[What you have to do] Format the listing below as a numbered list, one entry per line, and omit any blank lines. Leave the pictures out of your answer.

[Dataset rows]
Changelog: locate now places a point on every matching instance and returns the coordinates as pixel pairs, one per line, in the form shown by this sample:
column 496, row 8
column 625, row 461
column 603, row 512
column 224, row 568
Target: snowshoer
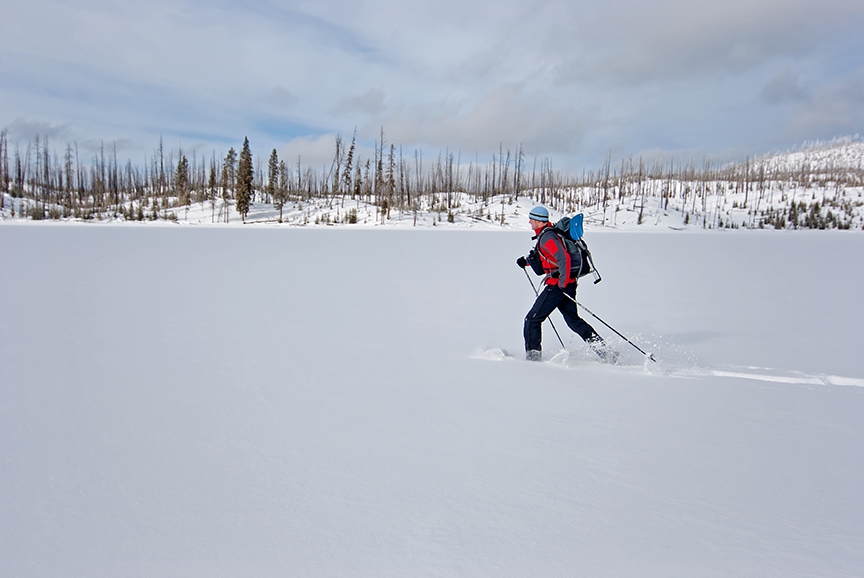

[Problem solution]
1. Changelog: locate now places a point on every matching instance and returns the coordinates as pixel pairs, one per line, in the form shown by this sample:
2. column 496, row 8
3. column 625, row 461
4. column 603, row 512
5. column 224, row 568
6. Target: snowshoer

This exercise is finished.